What the exercise asks:
Read through the entries below and return each line with the word "garage".

Dataset extract:

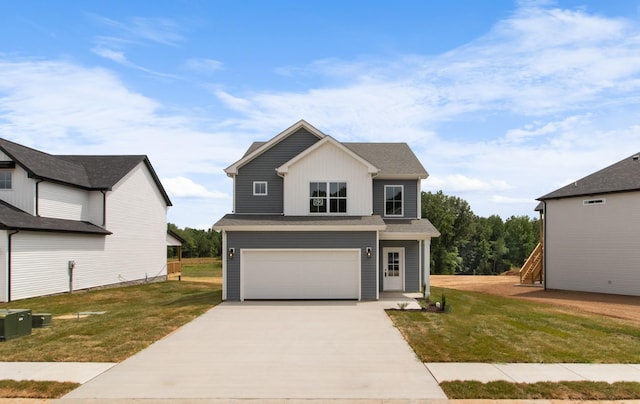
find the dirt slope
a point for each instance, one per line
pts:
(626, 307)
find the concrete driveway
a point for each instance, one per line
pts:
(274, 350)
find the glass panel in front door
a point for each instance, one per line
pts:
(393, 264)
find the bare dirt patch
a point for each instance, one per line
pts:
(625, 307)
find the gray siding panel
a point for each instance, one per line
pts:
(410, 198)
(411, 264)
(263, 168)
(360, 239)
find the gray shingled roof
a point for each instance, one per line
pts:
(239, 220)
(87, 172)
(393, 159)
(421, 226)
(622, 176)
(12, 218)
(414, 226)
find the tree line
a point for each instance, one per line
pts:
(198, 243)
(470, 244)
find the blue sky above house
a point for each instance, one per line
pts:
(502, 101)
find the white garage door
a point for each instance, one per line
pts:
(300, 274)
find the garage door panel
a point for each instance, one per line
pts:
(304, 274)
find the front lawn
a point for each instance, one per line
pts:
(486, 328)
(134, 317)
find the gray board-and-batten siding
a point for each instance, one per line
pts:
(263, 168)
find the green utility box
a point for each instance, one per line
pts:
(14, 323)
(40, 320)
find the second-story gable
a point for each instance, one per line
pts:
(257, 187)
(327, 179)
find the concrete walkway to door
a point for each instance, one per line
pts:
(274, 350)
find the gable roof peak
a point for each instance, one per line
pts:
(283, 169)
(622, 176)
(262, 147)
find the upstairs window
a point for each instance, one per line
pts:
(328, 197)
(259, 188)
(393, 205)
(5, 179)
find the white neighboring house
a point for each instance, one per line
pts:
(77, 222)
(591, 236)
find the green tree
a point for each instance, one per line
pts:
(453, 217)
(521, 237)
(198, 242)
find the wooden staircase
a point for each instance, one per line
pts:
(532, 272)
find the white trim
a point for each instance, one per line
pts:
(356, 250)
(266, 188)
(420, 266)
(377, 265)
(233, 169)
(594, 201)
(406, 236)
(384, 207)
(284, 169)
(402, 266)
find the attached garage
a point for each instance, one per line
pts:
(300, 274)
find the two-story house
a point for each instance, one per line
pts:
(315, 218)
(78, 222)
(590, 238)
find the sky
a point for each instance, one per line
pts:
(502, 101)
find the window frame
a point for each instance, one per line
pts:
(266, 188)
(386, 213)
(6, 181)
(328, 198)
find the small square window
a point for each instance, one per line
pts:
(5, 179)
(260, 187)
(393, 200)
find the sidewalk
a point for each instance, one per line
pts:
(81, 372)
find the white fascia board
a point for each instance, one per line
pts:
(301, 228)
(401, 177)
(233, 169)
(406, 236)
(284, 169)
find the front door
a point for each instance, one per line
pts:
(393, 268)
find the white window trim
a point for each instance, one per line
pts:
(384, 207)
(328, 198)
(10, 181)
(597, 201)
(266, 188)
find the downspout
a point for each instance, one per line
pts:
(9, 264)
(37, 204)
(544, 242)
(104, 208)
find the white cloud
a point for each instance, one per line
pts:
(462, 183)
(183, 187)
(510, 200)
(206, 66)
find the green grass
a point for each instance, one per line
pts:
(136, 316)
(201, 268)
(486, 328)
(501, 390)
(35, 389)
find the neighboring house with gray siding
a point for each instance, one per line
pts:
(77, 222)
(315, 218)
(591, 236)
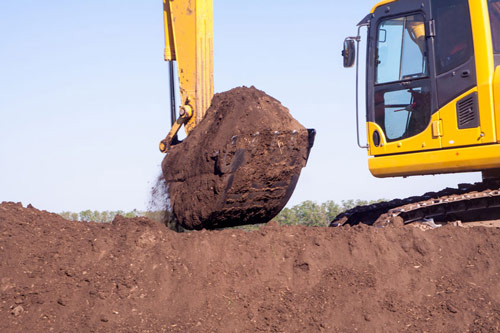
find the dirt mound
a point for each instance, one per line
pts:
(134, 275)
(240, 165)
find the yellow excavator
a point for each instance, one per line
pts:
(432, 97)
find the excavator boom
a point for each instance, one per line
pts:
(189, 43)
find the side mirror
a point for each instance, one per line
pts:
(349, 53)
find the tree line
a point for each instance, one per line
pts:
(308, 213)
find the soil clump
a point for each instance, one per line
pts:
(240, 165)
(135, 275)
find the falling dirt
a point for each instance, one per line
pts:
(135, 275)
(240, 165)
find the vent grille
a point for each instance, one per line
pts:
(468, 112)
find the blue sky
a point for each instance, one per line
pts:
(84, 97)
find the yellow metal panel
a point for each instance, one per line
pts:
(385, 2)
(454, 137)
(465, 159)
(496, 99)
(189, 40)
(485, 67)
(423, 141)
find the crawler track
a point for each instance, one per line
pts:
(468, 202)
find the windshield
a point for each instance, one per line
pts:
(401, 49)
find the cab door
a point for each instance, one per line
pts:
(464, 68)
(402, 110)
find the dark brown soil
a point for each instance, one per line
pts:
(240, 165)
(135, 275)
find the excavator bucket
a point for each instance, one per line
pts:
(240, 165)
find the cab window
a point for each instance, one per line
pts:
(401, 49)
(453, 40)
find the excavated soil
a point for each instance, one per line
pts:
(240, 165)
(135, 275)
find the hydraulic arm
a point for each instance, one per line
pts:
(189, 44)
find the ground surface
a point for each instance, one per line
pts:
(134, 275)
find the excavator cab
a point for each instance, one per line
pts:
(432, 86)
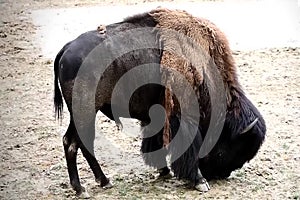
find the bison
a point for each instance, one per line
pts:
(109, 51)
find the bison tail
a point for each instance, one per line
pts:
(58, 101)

--

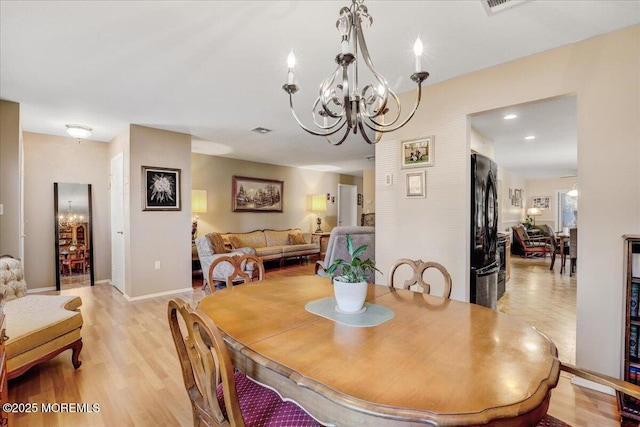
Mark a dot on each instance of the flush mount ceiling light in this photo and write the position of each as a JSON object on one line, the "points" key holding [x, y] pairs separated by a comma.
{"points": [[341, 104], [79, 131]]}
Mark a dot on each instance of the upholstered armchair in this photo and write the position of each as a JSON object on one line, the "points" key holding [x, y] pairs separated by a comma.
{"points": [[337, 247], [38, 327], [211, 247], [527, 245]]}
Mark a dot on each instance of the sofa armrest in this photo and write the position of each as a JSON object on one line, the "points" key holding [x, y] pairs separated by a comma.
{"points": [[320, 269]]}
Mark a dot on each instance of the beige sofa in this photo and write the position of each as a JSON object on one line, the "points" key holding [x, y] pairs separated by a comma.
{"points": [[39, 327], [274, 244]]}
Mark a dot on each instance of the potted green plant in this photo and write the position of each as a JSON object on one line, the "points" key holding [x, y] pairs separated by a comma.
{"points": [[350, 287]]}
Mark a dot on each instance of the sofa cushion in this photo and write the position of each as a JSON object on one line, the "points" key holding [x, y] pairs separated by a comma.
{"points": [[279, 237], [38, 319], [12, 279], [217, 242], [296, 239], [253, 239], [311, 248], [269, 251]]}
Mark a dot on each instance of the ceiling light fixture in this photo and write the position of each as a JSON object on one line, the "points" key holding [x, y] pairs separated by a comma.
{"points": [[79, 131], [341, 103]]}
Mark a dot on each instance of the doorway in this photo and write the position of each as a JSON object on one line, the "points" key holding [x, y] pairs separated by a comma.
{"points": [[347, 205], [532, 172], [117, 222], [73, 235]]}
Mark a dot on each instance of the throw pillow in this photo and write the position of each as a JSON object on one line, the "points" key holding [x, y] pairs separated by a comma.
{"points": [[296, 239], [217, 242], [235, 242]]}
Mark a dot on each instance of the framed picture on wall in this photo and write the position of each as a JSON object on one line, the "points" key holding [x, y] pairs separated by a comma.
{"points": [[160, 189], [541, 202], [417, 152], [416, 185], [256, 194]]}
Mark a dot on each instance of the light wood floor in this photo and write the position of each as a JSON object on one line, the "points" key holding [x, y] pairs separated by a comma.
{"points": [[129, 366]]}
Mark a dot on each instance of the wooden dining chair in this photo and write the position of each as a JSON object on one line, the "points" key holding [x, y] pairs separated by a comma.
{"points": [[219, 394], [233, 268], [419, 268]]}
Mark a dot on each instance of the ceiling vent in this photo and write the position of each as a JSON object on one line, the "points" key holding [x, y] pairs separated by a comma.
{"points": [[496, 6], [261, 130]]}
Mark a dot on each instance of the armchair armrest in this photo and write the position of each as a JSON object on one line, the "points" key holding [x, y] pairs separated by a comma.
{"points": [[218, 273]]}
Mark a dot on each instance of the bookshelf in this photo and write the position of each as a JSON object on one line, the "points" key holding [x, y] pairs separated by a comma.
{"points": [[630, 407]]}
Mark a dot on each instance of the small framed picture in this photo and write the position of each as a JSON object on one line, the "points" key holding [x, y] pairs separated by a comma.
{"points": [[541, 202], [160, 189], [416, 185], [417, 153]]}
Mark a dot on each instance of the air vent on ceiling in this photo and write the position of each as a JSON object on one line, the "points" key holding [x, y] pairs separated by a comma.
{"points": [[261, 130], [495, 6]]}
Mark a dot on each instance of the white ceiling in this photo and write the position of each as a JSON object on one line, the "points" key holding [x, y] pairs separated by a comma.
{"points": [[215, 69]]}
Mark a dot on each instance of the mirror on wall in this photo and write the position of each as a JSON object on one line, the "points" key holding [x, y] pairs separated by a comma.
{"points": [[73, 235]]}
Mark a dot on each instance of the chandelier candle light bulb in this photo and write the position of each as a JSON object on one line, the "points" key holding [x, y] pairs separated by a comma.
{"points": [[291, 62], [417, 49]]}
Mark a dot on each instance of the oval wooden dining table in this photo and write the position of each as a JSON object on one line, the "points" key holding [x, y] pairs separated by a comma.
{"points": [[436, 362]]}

Your solution:
find the white garage door
find the garage door panel
find the attached garage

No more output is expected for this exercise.